> _THE REQUEST_
Output as a Markdown table the lines of the data from the line containing "If the wispy" through the end of the data, inclusive, leaving out blank lines. Use two columns, Row for a row number and Line for the line.

Region labeling data
□ □ □

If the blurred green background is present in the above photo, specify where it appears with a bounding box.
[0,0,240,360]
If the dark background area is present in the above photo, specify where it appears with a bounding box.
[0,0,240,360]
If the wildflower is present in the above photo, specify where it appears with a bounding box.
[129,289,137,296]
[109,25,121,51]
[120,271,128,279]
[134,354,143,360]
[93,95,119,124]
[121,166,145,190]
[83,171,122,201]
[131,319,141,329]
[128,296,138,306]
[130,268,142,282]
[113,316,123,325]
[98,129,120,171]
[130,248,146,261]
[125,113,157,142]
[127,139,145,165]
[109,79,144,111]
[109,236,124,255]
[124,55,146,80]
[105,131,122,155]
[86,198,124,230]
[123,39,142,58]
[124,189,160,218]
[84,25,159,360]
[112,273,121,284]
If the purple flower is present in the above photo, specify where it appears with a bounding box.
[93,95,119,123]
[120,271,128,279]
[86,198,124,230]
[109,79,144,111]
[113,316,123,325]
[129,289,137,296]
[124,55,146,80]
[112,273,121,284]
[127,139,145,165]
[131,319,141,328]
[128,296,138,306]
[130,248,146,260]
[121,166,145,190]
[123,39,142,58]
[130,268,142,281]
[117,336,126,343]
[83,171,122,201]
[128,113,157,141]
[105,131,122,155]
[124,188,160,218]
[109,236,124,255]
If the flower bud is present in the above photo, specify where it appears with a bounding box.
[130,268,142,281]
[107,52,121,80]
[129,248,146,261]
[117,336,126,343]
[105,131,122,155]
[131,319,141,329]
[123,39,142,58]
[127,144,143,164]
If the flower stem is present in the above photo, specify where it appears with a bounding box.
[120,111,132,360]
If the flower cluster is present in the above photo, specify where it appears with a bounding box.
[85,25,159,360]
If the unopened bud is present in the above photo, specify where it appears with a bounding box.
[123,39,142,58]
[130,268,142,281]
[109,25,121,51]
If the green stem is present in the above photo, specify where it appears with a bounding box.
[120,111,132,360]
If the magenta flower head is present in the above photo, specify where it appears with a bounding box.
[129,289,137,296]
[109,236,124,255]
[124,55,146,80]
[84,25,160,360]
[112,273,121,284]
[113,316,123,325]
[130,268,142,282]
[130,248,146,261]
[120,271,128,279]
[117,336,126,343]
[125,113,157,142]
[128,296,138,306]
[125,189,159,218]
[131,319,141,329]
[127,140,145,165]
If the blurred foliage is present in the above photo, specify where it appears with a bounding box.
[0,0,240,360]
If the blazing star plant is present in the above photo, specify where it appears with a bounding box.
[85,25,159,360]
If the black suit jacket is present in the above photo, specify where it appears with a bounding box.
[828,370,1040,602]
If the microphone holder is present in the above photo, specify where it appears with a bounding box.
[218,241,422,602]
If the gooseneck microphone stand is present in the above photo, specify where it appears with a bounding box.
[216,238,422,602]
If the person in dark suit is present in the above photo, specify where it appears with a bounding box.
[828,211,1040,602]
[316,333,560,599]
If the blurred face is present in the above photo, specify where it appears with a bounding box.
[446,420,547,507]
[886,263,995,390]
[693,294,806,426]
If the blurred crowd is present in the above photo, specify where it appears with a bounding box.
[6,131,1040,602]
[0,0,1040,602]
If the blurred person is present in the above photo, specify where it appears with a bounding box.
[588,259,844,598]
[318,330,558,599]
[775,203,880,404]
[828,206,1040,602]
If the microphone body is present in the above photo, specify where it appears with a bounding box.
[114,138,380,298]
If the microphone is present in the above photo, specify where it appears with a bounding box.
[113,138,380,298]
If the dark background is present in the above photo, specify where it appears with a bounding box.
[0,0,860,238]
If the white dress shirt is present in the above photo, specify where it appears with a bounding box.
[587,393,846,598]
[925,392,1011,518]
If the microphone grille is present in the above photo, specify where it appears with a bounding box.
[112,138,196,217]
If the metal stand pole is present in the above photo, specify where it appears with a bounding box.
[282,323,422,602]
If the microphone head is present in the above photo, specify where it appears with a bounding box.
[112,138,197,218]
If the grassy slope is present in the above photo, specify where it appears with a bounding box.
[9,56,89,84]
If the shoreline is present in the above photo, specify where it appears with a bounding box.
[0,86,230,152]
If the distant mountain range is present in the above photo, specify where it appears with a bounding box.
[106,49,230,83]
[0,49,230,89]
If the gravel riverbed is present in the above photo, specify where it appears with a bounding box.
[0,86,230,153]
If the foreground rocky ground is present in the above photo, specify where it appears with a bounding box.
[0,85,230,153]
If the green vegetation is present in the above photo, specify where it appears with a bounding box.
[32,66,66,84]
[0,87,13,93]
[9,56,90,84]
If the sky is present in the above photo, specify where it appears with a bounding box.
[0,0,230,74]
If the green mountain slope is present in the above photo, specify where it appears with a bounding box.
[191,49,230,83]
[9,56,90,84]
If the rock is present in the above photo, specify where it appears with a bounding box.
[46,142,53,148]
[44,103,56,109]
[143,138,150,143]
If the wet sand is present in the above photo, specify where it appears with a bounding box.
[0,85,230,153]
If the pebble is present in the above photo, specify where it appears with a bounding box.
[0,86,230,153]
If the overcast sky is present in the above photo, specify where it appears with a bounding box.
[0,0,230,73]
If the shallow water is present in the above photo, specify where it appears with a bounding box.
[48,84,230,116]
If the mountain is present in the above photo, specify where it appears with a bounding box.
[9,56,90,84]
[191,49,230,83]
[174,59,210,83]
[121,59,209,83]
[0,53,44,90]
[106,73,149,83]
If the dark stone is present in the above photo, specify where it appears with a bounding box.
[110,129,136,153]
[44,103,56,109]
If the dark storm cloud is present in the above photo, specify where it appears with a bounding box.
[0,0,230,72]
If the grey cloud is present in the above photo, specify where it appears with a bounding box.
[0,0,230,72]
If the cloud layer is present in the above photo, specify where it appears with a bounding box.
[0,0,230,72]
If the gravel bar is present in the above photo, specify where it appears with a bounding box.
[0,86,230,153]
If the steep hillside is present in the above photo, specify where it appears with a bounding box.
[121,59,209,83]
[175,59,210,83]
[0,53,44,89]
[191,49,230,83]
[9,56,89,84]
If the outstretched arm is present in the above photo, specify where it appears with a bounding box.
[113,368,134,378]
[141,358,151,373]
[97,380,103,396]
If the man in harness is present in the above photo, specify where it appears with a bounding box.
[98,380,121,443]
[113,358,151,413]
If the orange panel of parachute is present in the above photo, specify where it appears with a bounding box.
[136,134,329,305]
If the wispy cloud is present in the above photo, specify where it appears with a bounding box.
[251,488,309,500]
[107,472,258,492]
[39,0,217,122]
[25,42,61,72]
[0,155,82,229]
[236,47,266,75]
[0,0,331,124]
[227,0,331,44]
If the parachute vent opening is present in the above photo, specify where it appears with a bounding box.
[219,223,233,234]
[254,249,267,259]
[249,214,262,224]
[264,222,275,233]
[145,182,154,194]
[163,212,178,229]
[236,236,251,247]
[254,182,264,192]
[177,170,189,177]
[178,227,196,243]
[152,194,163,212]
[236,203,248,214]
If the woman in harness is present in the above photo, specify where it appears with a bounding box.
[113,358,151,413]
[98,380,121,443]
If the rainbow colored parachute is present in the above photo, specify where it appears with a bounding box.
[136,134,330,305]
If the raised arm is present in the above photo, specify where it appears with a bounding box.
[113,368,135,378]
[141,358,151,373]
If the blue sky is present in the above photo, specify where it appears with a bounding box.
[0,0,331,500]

□ □ □

> _TASK RESPONSE_
| Row | Line |
|---|---|
| 1 | If the wispy cloud is present in the above photo, specify where it appears with a bounding box. |
| 2 | [251,488,309,500] |
| 3 | [107,472,258,492] |
| 4 | [39,0,217,122] |
| 5 | [25,42,61,72] |
| 6 | [0,155,82,229] |
| 7 | [236,47,266,75] |
| 8 | [0,0,331,124] |
| 9 | [227,0,331,44] |
| 10 | If the parachute vent opening is present in the above photo, specify where it appears with a bounding box. |
| 11 | [219,223,233,234] |
| 12 | [254,249,267,259] |
| 13 | [249,214,262,224] |
| 14 | [264,222,275,233] |
| 15 | [145,182,154,194] |
| 16 | [163,212,178,229] |
| 17 | [236,236,251,247] |
| 18 | [254,182,264,192] |
| 19 | [177,170,189,177] |
| 20 | [178,227,196,243] |
| 21 | [152,194,163,212] |
| 22 | [236,203,248,214] |
| 23 | If the woman in harness is present in the above photo, specify where it appears with a bounding box. |
| 24 | [113,358,151,413] |
| 25 | [98,380,121,443] |
| 26 | If the rainbow colored parachute is present in the above photo, specify where it appears with a bounding box. |
| 27 | [136,134,330,305] |
| 28 | If the raised arm is present in the above photo, specify where it appears with a bounding box. |
| 29 | [113,368,135,378] |
| 30 | [141,358,151,373] |
| 31 | If the blue sky is present in the above photo, specify where it appears with a bounding box. |
| 32 | [0,0,331,500] |